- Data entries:
■ ■ ■ ■ ■ ■ ■

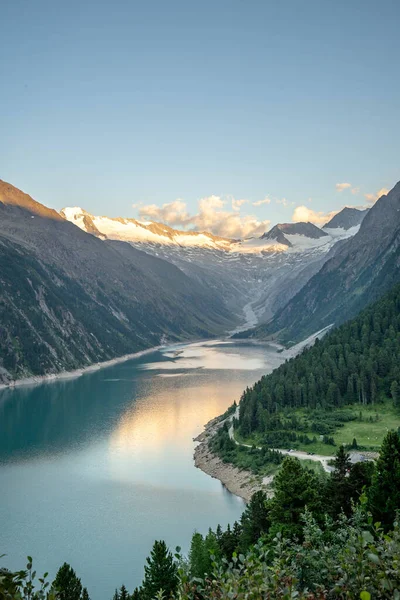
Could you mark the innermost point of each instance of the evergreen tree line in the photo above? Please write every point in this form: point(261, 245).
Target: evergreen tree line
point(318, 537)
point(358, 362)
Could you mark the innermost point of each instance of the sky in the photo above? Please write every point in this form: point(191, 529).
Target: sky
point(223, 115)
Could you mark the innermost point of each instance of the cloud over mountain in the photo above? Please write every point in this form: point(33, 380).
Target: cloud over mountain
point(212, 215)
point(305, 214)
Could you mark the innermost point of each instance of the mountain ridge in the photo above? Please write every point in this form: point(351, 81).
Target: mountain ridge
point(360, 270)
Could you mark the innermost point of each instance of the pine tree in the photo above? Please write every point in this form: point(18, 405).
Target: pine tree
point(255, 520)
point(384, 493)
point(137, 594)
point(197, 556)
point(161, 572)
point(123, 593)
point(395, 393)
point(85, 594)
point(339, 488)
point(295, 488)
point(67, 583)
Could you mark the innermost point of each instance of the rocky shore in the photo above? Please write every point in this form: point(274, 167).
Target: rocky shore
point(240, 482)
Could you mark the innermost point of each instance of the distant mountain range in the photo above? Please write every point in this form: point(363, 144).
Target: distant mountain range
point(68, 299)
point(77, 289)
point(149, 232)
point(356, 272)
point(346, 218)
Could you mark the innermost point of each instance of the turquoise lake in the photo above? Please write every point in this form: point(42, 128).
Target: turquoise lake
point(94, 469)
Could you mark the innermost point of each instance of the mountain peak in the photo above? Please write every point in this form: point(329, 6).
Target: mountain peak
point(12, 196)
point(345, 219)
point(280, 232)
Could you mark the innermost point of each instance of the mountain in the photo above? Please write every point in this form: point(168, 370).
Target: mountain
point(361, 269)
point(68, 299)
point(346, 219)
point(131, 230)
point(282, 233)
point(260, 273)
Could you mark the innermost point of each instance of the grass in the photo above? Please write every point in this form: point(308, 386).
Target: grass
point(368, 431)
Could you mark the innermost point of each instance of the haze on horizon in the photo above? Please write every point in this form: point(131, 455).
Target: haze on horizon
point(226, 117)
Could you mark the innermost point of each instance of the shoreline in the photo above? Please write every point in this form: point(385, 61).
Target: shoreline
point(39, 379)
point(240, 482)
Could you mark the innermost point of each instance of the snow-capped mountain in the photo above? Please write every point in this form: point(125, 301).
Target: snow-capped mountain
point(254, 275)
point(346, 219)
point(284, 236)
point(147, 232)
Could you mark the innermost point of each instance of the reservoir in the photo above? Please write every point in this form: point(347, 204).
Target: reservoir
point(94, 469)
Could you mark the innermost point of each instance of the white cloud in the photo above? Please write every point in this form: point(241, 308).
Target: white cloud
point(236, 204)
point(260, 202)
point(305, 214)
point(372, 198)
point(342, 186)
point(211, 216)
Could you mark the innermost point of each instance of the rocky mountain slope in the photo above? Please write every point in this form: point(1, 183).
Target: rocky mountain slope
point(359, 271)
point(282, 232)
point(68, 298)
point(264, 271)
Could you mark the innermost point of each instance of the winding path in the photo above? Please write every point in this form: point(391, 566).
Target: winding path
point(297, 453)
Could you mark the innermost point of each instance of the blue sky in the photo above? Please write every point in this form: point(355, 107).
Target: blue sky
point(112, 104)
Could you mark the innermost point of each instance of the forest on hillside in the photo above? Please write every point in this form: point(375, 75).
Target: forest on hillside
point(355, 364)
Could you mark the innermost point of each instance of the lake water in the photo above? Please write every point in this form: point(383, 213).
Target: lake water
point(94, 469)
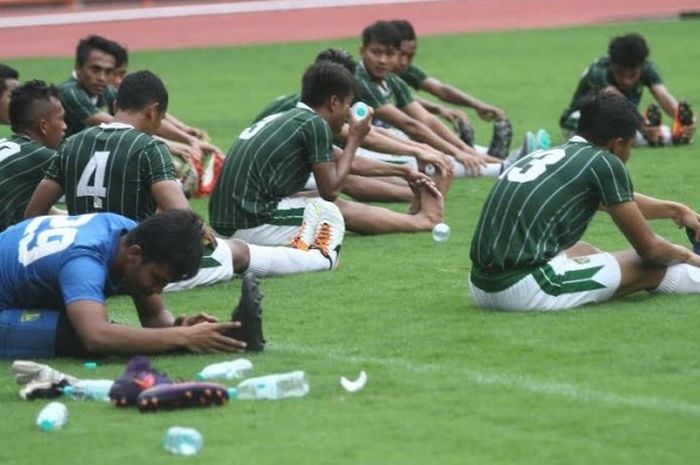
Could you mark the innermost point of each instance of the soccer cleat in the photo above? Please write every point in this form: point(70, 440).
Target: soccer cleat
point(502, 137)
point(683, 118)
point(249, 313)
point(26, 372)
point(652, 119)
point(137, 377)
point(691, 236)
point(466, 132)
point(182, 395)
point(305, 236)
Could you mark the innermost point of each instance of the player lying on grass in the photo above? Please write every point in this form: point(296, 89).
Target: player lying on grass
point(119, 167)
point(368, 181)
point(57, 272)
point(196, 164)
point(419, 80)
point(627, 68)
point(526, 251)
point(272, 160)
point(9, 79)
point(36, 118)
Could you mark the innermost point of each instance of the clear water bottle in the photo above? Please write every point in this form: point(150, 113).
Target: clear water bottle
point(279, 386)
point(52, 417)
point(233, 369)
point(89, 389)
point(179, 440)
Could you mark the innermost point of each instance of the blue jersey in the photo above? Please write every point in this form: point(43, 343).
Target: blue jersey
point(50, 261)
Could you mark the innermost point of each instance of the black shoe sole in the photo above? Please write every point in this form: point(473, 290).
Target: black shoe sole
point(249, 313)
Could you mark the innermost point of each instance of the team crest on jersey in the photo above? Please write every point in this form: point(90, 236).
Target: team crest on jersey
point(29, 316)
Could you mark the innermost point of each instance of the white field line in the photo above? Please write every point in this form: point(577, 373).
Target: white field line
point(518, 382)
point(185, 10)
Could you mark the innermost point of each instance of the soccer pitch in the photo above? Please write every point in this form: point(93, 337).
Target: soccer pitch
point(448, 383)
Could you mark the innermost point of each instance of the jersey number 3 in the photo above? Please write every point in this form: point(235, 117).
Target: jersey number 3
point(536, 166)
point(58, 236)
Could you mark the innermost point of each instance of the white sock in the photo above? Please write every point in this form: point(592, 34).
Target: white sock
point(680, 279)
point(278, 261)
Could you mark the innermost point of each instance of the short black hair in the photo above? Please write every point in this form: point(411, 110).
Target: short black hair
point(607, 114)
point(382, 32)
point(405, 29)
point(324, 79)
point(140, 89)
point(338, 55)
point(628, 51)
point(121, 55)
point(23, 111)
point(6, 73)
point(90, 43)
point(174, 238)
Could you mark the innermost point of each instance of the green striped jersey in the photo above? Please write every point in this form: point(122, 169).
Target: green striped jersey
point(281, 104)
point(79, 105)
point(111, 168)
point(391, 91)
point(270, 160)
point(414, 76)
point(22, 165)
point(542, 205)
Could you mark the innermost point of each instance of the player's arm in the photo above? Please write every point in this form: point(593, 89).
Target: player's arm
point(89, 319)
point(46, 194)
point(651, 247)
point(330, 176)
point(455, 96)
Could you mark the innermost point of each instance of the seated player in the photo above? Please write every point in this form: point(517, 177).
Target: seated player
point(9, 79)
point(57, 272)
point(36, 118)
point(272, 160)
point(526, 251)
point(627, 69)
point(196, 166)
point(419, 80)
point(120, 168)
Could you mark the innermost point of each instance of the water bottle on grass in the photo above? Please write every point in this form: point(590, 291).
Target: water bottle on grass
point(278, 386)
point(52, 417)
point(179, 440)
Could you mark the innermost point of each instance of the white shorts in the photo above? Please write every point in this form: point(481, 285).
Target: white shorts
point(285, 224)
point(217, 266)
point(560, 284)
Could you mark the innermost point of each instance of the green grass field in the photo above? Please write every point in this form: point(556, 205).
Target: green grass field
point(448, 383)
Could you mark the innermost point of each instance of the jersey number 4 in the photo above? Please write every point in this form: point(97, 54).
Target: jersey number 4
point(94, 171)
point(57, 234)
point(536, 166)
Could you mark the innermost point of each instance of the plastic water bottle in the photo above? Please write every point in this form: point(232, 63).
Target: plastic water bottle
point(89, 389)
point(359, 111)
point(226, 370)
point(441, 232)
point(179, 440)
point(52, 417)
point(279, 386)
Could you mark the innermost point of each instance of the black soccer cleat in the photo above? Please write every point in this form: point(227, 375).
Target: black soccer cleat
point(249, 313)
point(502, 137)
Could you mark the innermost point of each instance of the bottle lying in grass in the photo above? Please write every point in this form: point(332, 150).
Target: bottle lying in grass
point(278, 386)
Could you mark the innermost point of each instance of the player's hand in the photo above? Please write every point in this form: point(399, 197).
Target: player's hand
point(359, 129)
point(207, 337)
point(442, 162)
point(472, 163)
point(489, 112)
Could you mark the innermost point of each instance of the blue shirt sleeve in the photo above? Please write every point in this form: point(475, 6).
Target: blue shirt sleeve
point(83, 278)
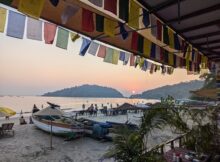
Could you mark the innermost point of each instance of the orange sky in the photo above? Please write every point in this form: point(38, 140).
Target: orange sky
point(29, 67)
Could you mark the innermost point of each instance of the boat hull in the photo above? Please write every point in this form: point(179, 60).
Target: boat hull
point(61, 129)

■ ■ ■ ■ ■ ■ ■

The expected output is the lines above from the one containing "form: point(375, 75)." to the one containing "form: point(296, 89).", both ends included, reproduced exactly with every picture left out.

- SOLUTION FOR THIS PROBLEM:
Could you mark the innermost point of each instance of the forest on hillside in the photo above? Please write every point in this form: point(375, 75).
Target: forest on hillside
point(355, 364)
Could you mark the innermost point of each instance of the lake water in the photo above? Please write every point in this form: point(383, 213).
Target: lake water
point(94, 469)
Could you mark the innermost point of each instance of the soccer cleat in the photo above? Please write every point in this form: point(70, 440).
Target: soccer cleat
point(502, 137)
point(683, 118)
point(249, 313)
point(26, 372)
point(652, 119)
point(137, 377)
point(691, 236)
point(466, 132)
point(182, 395)
point(305, 236)
Could you mark the innermost point of each instance of the player lying on grass in the photo above? Please write every point in this form: point(296, 89).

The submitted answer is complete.